__Exercise objective__
Lay out the lines below as a Markdown table with the columns No. and Line, giving each line its own numbered row and skipping any blank lines.

__Material__
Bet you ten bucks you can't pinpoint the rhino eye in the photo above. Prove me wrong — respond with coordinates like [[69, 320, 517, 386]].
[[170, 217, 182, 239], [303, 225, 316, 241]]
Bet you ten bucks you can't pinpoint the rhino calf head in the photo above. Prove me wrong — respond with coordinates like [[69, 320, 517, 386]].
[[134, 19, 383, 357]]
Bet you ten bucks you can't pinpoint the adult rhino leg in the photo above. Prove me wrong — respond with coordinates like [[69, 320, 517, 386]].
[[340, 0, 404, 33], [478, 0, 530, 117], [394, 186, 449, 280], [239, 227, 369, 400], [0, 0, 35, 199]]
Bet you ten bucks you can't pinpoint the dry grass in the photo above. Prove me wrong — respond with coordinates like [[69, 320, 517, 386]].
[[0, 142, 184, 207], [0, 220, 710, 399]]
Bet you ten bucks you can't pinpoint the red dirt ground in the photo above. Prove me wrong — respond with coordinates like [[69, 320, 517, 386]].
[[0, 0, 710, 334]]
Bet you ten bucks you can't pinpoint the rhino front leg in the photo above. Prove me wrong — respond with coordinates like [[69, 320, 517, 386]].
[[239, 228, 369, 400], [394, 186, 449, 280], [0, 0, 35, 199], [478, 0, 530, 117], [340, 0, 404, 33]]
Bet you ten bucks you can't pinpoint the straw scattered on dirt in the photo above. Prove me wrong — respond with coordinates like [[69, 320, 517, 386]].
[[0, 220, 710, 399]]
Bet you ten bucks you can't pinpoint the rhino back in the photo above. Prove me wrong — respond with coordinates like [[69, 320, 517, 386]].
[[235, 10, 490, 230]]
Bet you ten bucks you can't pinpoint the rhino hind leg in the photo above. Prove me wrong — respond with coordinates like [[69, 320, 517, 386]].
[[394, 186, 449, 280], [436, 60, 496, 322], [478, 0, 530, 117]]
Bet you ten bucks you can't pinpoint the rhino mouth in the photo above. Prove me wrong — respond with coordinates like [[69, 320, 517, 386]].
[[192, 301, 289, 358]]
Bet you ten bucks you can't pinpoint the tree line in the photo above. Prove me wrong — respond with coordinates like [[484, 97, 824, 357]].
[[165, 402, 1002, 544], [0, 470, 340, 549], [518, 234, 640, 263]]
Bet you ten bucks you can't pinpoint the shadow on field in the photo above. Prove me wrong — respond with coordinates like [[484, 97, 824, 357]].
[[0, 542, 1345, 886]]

__Result__
| No. | Line |
|---|---|
| 1 | Bet you ten bucks you can't pinpoint the rhino eye in the photo above. Prove me wrong — respond with coordinates like [[69, 320, 517, 386]]. |
| 2 | [[170, 217, 182, 239], [303, 225, 316, 241]] |
| 3 | Bet you ten bucks you can't pinpoint the rhino calf head in the photo above. Prove me wrong — respond with coordinates like [[69, 320, 517, 386]]. |
| 4 | [[134, 19, 383, 357]] |
| 5 | Bet you ten bucks you can't pinpoint the adult rhino leg in the photo above. Prove me wrong — respond with coordinates like [[69, 320, 517, 386]]. |
| 6 | [[340, 0, 404, 33], [478, 0, 530, 117], [394, 186, 449, 280], [239, 227, 369, 400], [0, 0, 35, 199]] |
| 7 | Bet you ten bucks you can't pinpoint the dry grass in the photo above. Prove me wrong — respond with coordinates like [[69, 320, 517, 386]]. |
| 8 | [[0, 142, 184, 207], [0, 220, 710, 399]] |
| 9 | Bet you ten bucks you can't pinpoint the red dirt ground in the photo above. Prove me wrong — respond with coordinates like [[69, 320, 517, 386]]. |
| 10 | [[0, 0, 710, 334]] |
| 11 | Bet you ten bucks you can't pinpoint the rhino front leg in the photo above. Prove me wrong — respond with coordinates like [[69, 320, 517, 386]]. |
| 12 | [[239, 228, 369, 400], [394, 186, 449, 280], [0, 0, 35, 199], [478, 0, 530, 117], [340, 0, 404, 33]] |
| 13 | Bet you ten bucks you can't pinpoint the straw scattered on dirt in the photo above. Prove me wrong — respond with coordinates like [[69, 320, 517, 386]]. |
| 14 | [[0, 220, 710, 399]] |
| 15 | Bet you ten bucks you can't pinpoint the rhino back in the photo above. Prove me wrong — respond with coordinates like [[69, 320, 517, 386]]. |
| 16 | [[235, 10, 490, 230]] |
| 17 | Bet you ten bucks you can't pinpoint the rhino hind leg in the photo above. Prove me wrong — respond with coordinates like [[69, 320, 517, 386]]. |
| 18 | [[394, 186, 449, 280], [436, 60, 496, 322], [478, 0, 530, 117]] |
| 19 | Bet you ten bucks you can't pinpoint the rhino mouth in the photo above. Prove me wrong — respond with coordinates like [[69, 320, 517, 386]]. |
| 20 | [[192, 301, 289, 358]] |
| 21 | Bet you ten bucks you can't pinpoint the tree line in the photo above. Prove me wrong — respond with coordinates like [[484, 97, 824, 357]]. |
| 22 | [[165, 402, 1002, 544], [0, 470, 340, 549], [518, 234, 640, 263]] |
| 23 | Bet you ten bucks you can't pinpoint the shadow on field in the photo above. Prove me wrong — respond with coordinates like [[484, 97, 824, 357]]. |
| 24 | [[0, 542, 1345, 886]] |